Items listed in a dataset

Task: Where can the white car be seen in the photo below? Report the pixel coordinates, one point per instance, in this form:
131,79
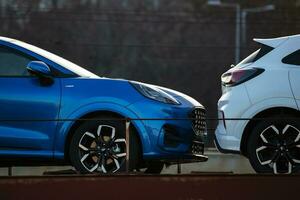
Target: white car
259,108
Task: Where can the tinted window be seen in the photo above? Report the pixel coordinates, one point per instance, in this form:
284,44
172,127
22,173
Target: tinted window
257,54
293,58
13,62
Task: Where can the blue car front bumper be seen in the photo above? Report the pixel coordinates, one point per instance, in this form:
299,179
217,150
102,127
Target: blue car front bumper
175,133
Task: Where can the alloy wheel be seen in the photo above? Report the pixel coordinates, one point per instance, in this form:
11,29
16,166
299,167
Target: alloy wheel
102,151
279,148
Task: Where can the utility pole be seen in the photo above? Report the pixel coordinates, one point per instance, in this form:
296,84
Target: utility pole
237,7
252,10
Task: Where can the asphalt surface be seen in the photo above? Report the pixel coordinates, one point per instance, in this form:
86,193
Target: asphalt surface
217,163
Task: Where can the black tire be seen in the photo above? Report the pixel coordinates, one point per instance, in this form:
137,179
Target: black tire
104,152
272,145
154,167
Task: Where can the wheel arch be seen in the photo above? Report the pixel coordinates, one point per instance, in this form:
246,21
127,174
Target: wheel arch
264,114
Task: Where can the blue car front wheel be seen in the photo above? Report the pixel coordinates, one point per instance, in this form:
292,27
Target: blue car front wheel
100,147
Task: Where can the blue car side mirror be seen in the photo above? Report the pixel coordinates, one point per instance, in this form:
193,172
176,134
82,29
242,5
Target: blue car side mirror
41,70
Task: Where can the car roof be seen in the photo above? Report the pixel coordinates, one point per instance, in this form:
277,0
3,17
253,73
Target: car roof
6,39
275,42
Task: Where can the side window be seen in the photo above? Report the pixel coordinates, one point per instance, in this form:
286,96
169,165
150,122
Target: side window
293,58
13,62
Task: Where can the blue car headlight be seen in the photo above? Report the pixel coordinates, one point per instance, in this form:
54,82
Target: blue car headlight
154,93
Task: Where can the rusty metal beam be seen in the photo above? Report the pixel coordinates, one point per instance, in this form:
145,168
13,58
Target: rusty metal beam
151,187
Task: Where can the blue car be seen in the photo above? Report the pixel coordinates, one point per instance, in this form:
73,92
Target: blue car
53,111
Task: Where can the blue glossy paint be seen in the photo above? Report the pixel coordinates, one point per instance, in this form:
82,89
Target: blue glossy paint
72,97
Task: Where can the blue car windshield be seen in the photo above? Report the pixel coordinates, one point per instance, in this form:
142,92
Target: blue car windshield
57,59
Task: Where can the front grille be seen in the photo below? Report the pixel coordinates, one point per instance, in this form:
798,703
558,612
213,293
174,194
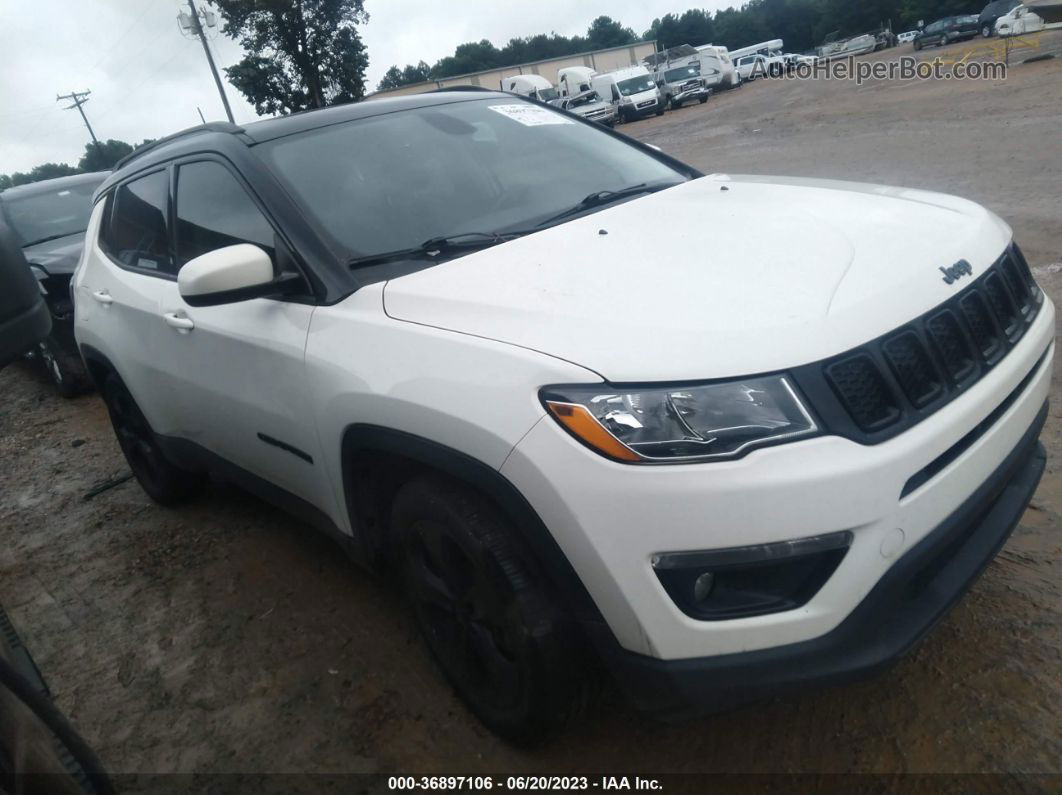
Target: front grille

* _EXERCISE GOAL_
Transcribe all of the entries word for word, but skip any pictures they contain.

* _PROBLEM SOLUTION_
Task: Where can the white car be seen in the photo below? Report the pixel coordinates, one point per instance, in this form:
131,79
Target: white car
259,108
Task: Where can the tinted window be seen in the photo above? Report the pixel coordinates, one point per instance, in this form:
284,44
172,127
22,173
Target: tinted window
257,54
293,58
13,62
Task: Where can the blue car front bumper be seen in the photo above? Report the pixel coordinates, one point per instance, in this form:
299,179
217,150
102,127
Target: blue car front bumper
175,133
Task: Where can the alloy wheel be seen in the photo above? Report the pixel coordinates, one point per instance, in this form:
11,29
16,166
299,167
Target: alloy wheel
102,151
279,148
Task: Where can the utility pole be seen in the photo above? Report the pixel coordinates, one point per instance, in this form:
296,84
Target: utility pole
237,7
252,10
Task: Where can the asphalt surface be seen in the photo above? Report the pixel coordinates, one point per instance, in this form:
86,193
Target: asphalt surface
217,163
Task: Where can the black tire be seen in the photo above? Report the pixel coordinates, one point per instance, in this form:
137,179
Target: black tire
104,152
272,145
154,167
Task: Where can the wheel arch be seen in the photo above? Report the pixel coordinates, one point per instance, in this form:
246,21
127,174
Target: wheel arch
264,114
Task: Where can the blue car front wheel be seen in the photo above? Report the pixel coordinates, one point per instance, in this form:
292,27
Target: blue car front wheel
100,147
Task: Where can the blue car side mirror be seen in the photo above? Report the pixel coordinates, one point per instance, in this form:
193,172
176,134
82,29
242,5
Target: blue car side mirror
41,70
Task: Where can the car roof be seen in the photo above? Report the pixel coordinates, one point per instance, in this form:
277,0
3,17
253,73
Target: car roof
6,39
275,42
Task: Where can the side window be seen in the photo above? Report the pixel coordinates, one point per instance, in this form:
286,96
169,165
150,122
Target: side window
293,58
13,62
Task: Where can the blue car headlight be seen in the photo above? Report the pixel coordinates, one point per instance, in this form:
54,82
Target: blue car headlight
154,93
Task: Where can the rusty metal beam be seen in the photo above? Report the pixel coordinates, one point per instance, in this form:
145,168
13,58
Target: rusty metal beam
151,187
Task: Where can the blue car be seen in the photo above? Report the pixel coordinates, one point per instance, in this form:
73,92
Target: blue car
53,111
Task: Where can the blue glossy paint be seen in the photo above? Report the pixel coordinates, one point per instance, in this form:
82,89
Target: blue glossy paint
72,97
Task: Where can the blue car windshield be seen in the photo above? Report the pixel coordinates, one point per instance, in this form:
142,92
Target: blue car windshield
57,59
Task: Where can the front grille be seen in the photo below? Report the pixel coordinates, one point per instance, in this form:
798,703
558,612
213,293
174,194
Target: front grille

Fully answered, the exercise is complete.